═════ LISTED RECORDS ═════

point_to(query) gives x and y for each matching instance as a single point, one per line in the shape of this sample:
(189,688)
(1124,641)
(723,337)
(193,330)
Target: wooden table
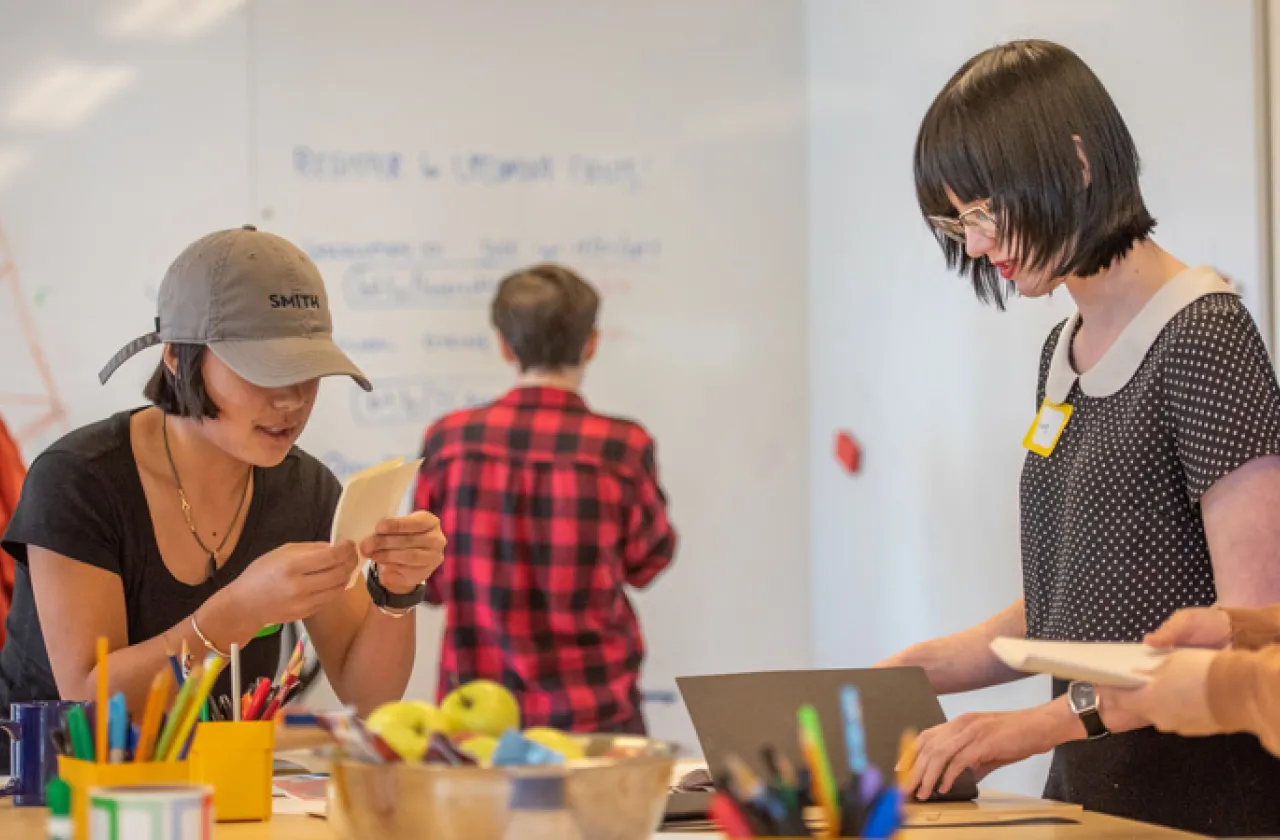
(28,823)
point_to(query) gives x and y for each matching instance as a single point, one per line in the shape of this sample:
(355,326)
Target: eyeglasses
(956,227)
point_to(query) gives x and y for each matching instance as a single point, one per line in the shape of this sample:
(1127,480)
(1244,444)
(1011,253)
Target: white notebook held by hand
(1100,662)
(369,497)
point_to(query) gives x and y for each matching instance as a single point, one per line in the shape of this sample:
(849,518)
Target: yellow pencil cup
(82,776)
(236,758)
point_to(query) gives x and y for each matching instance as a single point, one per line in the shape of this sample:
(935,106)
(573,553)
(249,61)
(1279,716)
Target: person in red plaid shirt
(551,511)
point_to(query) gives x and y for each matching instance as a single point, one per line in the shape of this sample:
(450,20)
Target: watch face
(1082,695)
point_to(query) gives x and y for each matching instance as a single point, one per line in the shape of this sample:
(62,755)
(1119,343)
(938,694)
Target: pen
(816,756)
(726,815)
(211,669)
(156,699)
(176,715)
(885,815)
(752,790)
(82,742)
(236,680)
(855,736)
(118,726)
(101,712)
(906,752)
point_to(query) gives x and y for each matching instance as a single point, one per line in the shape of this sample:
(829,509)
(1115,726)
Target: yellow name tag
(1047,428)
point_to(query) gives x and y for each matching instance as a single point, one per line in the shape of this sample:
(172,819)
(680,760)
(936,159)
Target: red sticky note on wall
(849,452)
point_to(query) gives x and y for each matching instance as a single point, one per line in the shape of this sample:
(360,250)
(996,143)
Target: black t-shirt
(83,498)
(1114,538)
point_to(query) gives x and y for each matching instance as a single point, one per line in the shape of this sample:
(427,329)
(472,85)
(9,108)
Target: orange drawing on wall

═════

### EXERCISE REQUIREMENTS
Without including any pictures, print each record exactly.

### CORRECT RESPONSE
point_to(query) gives x and y for each matching instance as a single point, one per line in the shape of this sample:
(189,688)
(1124,641)
(723,337)
(193,330)
Target: wooden table
(28,823)
point_to(query) gives x and y for each matching instance as a single point, one per line in the shape of this sample:
(355,326)
Target: eyeglasses
(956,227)
point_to(query) gives x and y for each matching instance as a single point, one per line in the shape of this sample:
(1127,480)
(1244,444)
(1011,253)
Target: white notebook held by hand
(1100,662)
(369,497)
point_to(query) gives x and y for each matching instance as a single point, one per line in the shape of this sample:
(849,518)
Target: yellow pencil cup
(82,776)
(236,758)
point_to(query) gives x and y for each matching instance as a single point, one per line in the shape of this sample:
(935,106)
(573,553)
(249,61)
(1279,716)
Target: person in red plaid shirt
(551,511)
point_to(query) gives x and y for each matching instance as a single point, one per line in the shape of this sample:
(450,20)
Target: watch face
(1082,695)
point_to(query) gives x and y for each matching instance as a single point, one per line in the shape of this sample:
(62,755)
(1119,343)
(938,694)
Target: pen
(816,756)
(726,815)
(211,669)
(156,699)
(176,715)
(885,815)
(752,790)
(82,742)
(236,680)
(855,736)
(118,726)
(101,712)
(906,752)
point_to(query) gives x and y for each matching instance as a single point, one per line in the shape of this sample:
(829,509)
(1115,726)
Target: yellow name tag
(1047,428)
point_to(query) gives x and y for each matching instance as a single point, one per line in the shape of this sample:
(172,819)
(680,760)
(936,159)
Target: red sticky note on wall
(849,452)
point_to(query) gives x and y for each matching instance as a single point, one per line in the shape of this sample:
(360,250)
(996,143)
Target: black t-shirt
(83,498)
(1114,538)
point_to(query) gives x and y for each matching instance as a single point, one per line in the shape of this sample:
(427,329)
(472,85)
(9,108)
Target: orange drawing on wall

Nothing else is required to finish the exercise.